Image-grounded pointing data
■ ■ ■

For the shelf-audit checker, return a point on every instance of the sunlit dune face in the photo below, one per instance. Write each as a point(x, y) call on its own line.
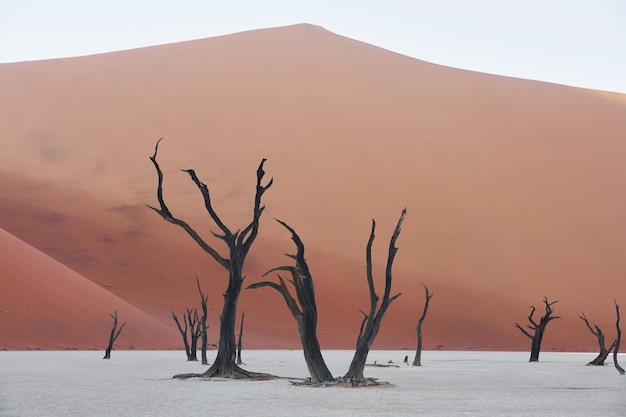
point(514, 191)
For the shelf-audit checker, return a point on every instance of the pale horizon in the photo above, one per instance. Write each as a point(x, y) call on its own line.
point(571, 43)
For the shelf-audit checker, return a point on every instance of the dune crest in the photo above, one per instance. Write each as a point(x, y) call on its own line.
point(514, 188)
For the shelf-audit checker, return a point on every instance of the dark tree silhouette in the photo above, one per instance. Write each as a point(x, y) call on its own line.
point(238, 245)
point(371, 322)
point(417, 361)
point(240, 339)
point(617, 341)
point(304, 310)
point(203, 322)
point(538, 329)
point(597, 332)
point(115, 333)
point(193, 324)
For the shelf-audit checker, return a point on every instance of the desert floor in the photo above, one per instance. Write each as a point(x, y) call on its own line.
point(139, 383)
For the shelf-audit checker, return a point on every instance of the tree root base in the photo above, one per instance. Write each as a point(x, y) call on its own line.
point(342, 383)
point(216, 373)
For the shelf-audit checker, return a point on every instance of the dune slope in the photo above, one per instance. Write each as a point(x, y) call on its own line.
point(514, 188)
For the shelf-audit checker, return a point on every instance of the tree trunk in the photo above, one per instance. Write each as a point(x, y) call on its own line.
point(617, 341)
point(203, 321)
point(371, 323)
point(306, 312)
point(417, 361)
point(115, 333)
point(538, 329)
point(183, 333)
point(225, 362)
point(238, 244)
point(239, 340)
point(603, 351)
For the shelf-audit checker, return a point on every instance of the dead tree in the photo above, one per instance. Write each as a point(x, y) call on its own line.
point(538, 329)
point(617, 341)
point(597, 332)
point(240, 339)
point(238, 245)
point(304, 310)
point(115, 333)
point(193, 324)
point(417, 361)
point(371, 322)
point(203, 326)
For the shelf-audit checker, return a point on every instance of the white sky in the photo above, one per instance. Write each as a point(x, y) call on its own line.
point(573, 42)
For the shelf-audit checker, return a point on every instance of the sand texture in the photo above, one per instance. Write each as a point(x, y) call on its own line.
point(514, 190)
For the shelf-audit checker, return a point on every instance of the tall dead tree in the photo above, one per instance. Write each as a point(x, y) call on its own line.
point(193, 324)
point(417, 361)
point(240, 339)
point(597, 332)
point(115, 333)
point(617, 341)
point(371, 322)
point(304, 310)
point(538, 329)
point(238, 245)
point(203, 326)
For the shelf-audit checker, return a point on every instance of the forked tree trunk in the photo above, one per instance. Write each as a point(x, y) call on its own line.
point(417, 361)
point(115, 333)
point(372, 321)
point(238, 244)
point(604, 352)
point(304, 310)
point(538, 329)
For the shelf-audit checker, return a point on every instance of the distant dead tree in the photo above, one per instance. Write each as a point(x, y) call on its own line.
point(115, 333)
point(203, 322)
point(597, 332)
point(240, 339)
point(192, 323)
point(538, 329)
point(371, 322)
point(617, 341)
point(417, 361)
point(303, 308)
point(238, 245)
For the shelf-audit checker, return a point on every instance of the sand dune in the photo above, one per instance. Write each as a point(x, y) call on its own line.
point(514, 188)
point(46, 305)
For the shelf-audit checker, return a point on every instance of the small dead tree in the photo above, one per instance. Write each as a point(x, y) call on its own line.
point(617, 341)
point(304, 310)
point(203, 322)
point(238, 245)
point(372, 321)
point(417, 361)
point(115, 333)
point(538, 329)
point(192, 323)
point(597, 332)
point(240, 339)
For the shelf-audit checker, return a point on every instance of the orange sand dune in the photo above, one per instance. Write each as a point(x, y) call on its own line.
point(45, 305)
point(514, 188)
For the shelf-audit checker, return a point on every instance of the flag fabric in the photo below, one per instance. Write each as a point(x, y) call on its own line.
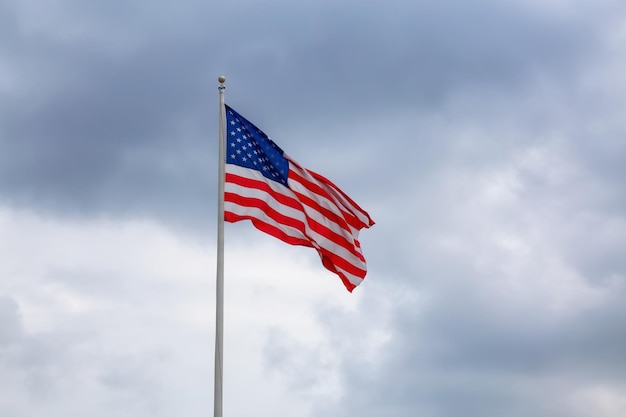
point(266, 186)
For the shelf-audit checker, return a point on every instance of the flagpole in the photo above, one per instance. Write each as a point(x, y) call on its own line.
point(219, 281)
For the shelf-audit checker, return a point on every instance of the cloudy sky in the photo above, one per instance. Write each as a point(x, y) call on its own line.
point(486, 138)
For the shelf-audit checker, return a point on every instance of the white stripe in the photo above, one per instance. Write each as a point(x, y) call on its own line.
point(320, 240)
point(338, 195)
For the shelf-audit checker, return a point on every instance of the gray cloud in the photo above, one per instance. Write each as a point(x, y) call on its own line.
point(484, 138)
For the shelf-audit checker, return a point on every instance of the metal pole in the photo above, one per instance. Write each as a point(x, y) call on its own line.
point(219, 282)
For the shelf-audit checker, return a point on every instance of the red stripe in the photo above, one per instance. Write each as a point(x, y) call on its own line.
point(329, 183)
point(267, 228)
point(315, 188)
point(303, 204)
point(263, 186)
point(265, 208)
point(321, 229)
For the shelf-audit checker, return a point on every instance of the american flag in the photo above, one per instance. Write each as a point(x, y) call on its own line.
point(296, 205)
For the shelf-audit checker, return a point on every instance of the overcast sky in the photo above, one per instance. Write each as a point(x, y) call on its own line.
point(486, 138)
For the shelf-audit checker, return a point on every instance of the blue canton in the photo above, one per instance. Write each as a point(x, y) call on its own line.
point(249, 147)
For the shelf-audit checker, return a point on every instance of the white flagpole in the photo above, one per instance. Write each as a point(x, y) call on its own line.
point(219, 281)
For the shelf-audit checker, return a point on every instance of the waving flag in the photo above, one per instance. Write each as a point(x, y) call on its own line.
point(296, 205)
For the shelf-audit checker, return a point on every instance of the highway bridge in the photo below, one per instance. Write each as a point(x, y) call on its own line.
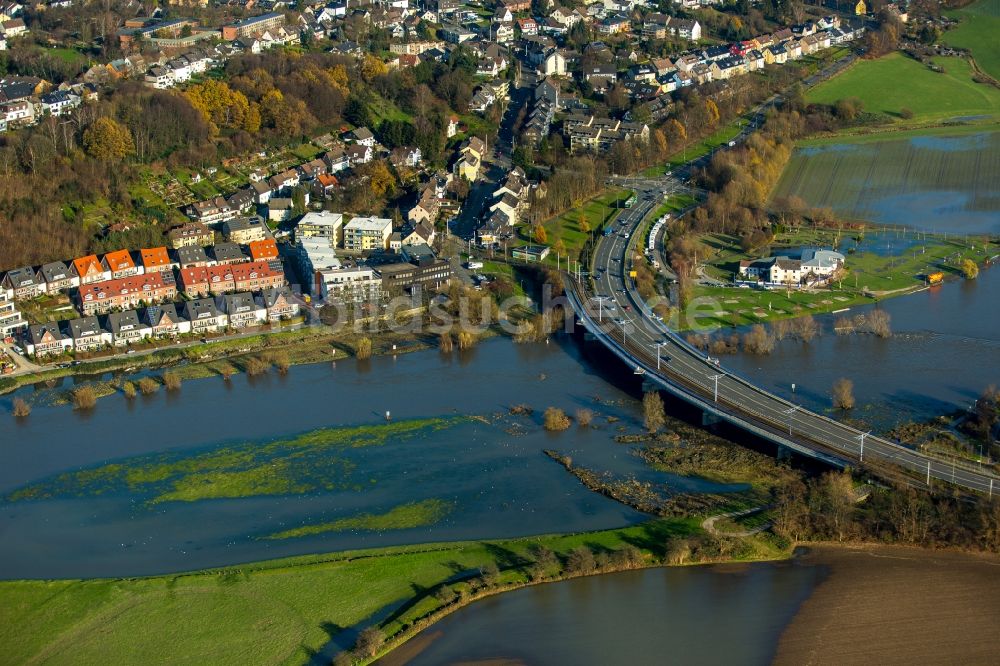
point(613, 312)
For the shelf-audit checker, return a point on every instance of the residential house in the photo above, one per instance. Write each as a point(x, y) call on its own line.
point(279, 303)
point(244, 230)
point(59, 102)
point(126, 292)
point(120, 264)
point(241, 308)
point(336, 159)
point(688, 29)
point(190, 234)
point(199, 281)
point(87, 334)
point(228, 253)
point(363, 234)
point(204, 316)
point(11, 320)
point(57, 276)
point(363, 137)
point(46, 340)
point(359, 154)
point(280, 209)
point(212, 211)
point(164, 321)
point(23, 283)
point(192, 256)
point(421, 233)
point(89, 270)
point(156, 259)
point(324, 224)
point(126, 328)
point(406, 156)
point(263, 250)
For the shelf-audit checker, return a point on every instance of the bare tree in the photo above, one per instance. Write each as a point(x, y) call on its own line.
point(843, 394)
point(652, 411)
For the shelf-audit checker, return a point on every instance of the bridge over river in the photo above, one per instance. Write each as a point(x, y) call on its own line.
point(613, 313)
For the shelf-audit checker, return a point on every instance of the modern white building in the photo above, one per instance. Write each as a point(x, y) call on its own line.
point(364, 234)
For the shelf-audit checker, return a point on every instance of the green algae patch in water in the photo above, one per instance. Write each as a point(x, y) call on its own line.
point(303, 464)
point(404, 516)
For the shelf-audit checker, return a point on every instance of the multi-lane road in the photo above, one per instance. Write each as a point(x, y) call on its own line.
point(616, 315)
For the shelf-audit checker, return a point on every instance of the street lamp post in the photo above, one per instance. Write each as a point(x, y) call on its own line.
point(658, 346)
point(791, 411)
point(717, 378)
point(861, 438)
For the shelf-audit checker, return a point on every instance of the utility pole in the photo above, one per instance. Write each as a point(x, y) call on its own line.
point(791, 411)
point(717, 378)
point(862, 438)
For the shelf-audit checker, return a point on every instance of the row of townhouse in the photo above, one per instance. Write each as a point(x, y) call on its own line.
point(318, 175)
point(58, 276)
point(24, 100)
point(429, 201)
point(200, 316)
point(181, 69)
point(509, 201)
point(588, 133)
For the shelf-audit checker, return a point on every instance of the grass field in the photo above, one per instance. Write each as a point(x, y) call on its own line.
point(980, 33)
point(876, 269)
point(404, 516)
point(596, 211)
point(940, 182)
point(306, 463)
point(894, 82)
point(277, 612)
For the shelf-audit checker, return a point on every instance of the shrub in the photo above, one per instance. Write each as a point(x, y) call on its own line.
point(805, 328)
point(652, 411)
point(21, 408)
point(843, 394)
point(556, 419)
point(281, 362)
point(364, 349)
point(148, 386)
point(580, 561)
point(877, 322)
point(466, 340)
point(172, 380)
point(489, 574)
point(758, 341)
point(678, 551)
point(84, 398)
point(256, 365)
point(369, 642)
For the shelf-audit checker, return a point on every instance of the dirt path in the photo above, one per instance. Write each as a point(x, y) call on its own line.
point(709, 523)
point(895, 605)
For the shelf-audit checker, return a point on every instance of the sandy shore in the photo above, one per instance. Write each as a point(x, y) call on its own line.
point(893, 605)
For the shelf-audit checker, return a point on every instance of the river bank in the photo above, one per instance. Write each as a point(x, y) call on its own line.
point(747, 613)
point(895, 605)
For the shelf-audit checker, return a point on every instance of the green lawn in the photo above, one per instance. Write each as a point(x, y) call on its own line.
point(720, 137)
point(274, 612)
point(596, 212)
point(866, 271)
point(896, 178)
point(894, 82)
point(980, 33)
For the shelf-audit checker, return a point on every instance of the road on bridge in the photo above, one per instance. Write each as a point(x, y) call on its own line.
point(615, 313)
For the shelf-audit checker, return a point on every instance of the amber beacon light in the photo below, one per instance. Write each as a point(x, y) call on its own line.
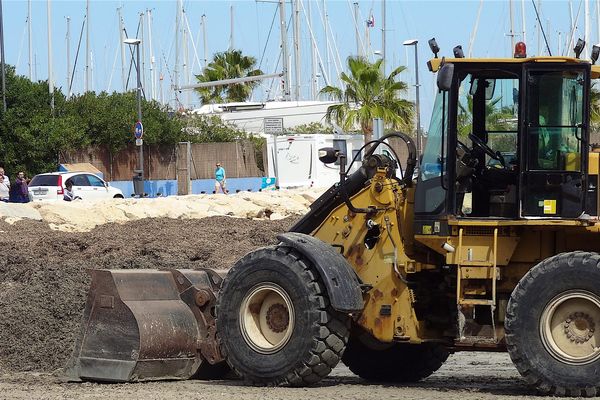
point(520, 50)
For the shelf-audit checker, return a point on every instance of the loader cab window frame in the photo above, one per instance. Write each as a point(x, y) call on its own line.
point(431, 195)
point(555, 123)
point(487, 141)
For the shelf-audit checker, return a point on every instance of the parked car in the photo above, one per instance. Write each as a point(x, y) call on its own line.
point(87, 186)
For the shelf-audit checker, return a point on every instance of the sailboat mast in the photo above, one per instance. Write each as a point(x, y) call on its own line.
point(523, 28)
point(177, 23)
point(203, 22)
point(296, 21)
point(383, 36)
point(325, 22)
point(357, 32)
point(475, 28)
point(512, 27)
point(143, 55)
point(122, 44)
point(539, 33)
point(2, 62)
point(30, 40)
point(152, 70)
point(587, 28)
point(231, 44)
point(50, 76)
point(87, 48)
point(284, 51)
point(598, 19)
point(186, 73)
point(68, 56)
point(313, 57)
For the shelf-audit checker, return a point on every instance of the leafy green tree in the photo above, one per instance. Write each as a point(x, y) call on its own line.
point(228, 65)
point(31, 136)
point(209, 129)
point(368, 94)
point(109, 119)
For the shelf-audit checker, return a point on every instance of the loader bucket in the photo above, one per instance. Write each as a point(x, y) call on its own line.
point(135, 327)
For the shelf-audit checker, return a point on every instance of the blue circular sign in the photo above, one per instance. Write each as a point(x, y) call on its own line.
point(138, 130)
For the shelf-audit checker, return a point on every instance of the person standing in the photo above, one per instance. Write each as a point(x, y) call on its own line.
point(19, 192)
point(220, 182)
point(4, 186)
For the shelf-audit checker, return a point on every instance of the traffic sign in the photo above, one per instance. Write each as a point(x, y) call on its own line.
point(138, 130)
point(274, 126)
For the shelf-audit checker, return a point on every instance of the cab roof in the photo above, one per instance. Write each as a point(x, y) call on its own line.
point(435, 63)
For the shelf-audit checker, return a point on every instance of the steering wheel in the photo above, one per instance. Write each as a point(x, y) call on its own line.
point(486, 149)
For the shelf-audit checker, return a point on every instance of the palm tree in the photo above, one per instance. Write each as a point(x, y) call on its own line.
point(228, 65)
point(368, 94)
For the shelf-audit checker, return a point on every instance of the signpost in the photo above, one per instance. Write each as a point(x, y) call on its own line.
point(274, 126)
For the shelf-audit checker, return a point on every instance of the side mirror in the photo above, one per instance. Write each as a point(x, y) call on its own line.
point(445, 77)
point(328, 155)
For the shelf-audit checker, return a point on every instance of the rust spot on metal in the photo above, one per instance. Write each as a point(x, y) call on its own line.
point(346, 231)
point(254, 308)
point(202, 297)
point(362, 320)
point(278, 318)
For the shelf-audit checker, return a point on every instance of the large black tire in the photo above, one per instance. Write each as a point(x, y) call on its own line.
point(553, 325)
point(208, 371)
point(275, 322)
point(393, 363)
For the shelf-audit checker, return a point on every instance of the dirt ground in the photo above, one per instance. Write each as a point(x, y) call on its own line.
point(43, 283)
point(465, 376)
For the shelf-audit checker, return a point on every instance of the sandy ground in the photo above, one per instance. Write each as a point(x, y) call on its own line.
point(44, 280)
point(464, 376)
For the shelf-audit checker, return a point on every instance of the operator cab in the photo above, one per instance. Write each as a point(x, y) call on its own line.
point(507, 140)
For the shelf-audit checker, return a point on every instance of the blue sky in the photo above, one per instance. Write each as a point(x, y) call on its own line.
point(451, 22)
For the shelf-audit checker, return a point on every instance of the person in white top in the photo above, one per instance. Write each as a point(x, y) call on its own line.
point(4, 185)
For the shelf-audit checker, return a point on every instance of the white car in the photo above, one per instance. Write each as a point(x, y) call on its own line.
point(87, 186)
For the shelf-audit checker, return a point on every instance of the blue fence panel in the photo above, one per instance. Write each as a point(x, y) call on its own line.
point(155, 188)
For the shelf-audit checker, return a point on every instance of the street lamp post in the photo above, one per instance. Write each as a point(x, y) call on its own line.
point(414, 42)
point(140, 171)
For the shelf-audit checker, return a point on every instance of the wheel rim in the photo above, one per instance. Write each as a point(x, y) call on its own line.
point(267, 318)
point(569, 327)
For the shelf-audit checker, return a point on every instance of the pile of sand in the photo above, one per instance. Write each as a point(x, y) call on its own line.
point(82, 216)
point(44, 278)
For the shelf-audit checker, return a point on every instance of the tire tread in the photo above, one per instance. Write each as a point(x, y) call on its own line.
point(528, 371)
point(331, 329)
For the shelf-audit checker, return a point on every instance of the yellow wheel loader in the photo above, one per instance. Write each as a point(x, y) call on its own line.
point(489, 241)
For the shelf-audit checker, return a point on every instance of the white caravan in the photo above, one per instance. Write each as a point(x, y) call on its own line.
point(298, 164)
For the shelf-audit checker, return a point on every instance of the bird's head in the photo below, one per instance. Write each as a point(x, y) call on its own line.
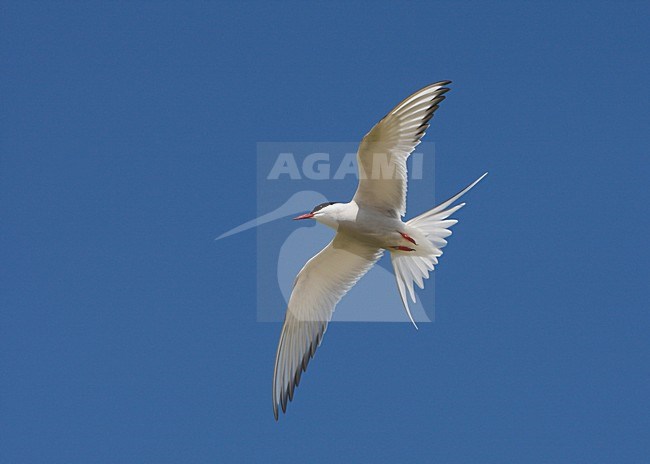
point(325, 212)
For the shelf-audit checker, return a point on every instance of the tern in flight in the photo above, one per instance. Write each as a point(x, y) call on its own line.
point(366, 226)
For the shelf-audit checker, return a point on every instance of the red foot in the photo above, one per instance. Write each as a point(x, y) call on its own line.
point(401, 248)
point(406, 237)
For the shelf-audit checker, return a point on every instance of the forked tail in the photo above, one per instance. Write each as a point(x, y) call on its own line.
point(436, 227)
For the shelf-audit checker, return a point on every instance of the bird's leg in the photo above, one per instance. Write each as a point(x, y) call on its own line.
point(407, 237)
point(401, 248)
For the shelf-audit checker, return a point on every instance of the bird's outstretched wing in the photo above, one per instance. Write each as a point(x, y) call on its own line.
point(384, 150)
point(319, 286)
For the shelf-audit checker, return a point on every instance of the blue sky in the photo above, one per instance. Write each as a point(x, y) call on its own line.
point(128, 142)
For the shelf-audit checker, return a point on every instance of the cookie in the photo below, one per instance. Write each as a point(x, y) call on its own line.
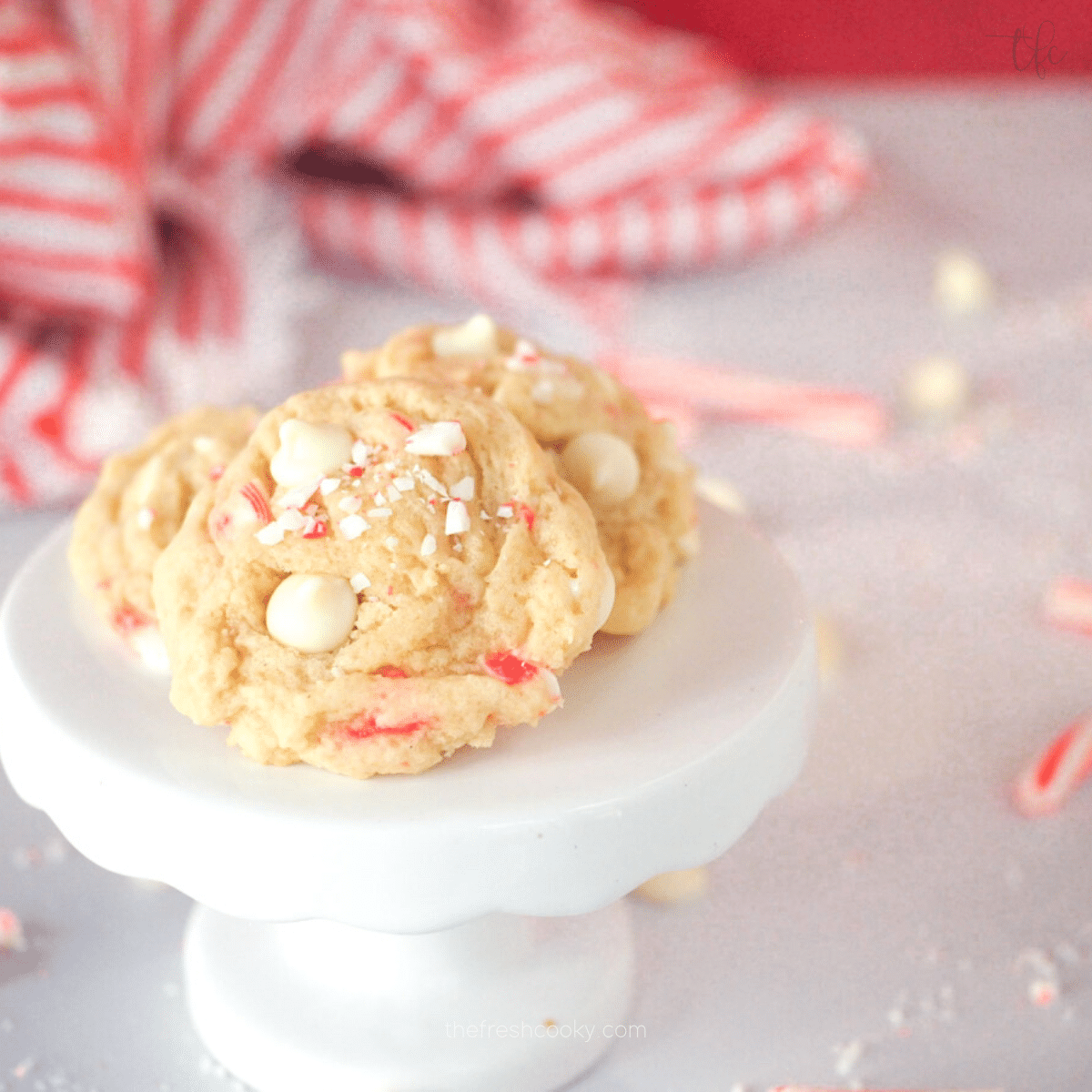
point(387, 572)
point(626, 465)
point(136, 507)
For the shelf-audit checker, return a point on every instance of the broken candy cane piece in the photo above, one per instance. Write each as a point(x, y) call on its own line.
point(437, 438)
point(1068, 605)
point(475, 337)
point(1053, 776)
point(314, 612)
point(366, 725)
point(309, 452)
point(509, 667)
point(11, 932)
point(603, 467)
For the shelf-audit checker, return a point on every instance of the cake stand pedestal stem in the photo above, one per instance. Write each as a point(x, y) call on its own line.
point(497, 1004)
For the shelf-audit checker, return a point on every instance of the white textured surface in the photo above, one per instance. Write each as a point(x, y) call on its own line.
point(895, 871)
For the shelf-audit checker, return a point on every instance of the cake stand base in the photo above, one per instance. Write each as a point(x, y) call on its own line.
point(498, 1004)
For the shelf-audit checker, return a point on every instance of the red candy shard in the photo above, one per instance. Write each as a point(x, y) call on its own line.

■ ■ ■

Task directions
Your answer should be the lines from the one containing "of the broken" to the end of the entries above, restated exactly and alone.

Output for this task
For the shelf-audit checker, return a point on every instance of the broken candy cane piece in the photo above, one per instance. Write each as a point(x, y) call on its own line.
point(437, 438)
point(1068, 605)
point(475, 337)
point(1053, 776)
point(314, 612)
point(366, 725)
point(309, 452)
point(509, 667)
point(11, 932)
point(603, 467)
For the shelf-audit checker, return a point on every instance of the cake stand pedestal stem in the photo above, one per instance. Write each as a point(x, y) call on its own line.
point(497, 1004)
For the shelf-audit checker, return a point on every instance of the white textured surface in the photo above, one per instance. Write each as a point(x, y) call on its own line.
point(895, 871)
For the shelf-audit checker, return a point on every instance of the cake stand base in the photo above, one per instance. Write each as a point(x, y) call on its own line.
point(498, 1004)
For the shelf-audit checker, return a point on every instance of the red candy shard in the photo above, one per instance. Write each as a point(x, y) call on its own line.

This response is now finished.